• **Tarefa proposta**: Continue o texto abaixo sobre o processo de impeachment de Dilma Rousseff, começando logo depois da última frase apresentada.

• **Texto de leitura**:
=-=-=

A abertura do processo de impeachment contra Dilma Rousseff pelo presidente da Câmara dos Deputados, Eduardo Cunha (PMDB), naturalmente desencadeou uma campanha dos partidos e movimentos sociais que apoiam o governo. Eles começaram a se organizar para barrar o possível impedimento da presidente.

Os eixos políticos desta defesa já foram definidos. Num ato com a presença de Lula, centrais sindicais e movimentos sociais como CUT, UNE, MST, UBES, CMP, Nova Central, UGT, parte da Força Sindical e Conam, assim como dos partidos políticos governistas PT, PCdoB, PDT, PCO e PSB lançaram a frente “Em defesa da democracia contra golpe”.

Ao mesmo tempo, o governador do Maranhão, Flávio Dino (PCdoB), o presidente do PDT, Carlos Lupi, e o ex-ministro Ciro Gomes lançaram a frente “Golpe Nunca Mais”, tentando ligar o impeachment ao golpe militar de 1964 e à ameaça de uma repetição dos 20 anos da ditadura.

Outros partidos, como PSOL e Rede, também se pronunciaram contra o impeachment, ainda que o PSOL tenha dito em nota que “não participará de manifestações que tenham como finalidade defesa do governo ou de defesa do impeachment”.
 

Onde estão os golpistas?
A quem serve o fantasma do golpe?

Estamos, de fato, diante de uma ameaça de golpe ou de uma situação comparável à que existia antes do golpe de 64?

Nada mais falso. Até agora, ao contrário de 64, a maioria dos setores empresariais (bancos, empreiteiras e agronegócio) apoiaram o governo de Dilma que, a exemplo de Lula, os favoreceu com juros altos e benefícios fiscais que, só em 2015, alcançaram R$ 408 bilhões.

=-=-=

• **Dados exibidos**:
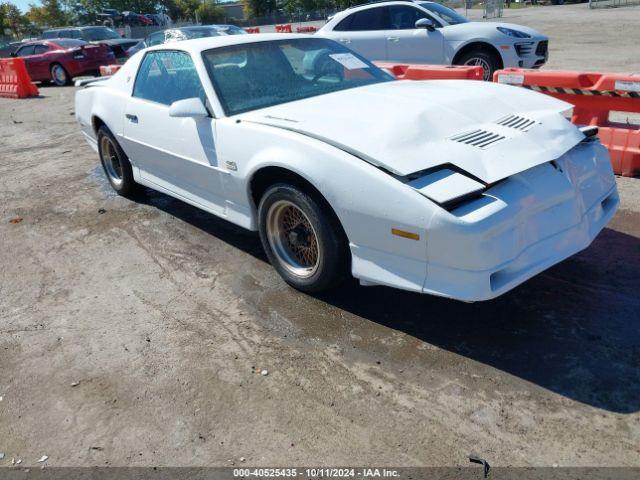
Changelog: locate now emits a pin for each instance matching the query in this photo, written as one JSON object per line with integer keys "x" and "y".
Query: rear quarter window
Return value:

=-=-=

• **Resposta abaixo**:
Mesmo diante do processo de impeachment, a maioria dos setores empresariais se pronunciou com extrema cautela a favorde uma resolução rápida do processo para que o país recupere a estabilidade necessária para superar a crise econômica. Por outro lado, nem o governo Dilma, nem o PT têm denunciado qualquer tipo de articulação dos quartéis a favor de um golpe militar.

O impeachment não é fruto de uma conspiração para um golpe, mas do fato de que os governos do PT, que serviram tão fielmente à burguesia durante 12 anos, já não conseguem conter a insatisfação popular diante da crise econômica e da sua própria política de ataque aos trabalhadores. Nesse contexto, a divisão burguesa se aprofundou, e um setor do PMDB e da base aliada do governo, passou para o lado da oposição e aderiu à tese do impeachment.

A agitação do fantasma do golpe de 64 é uma tentativa do PT de conseguir simpatia de uma parcela importante da população que repudia a ditadura militar e a ação da direita reacionária.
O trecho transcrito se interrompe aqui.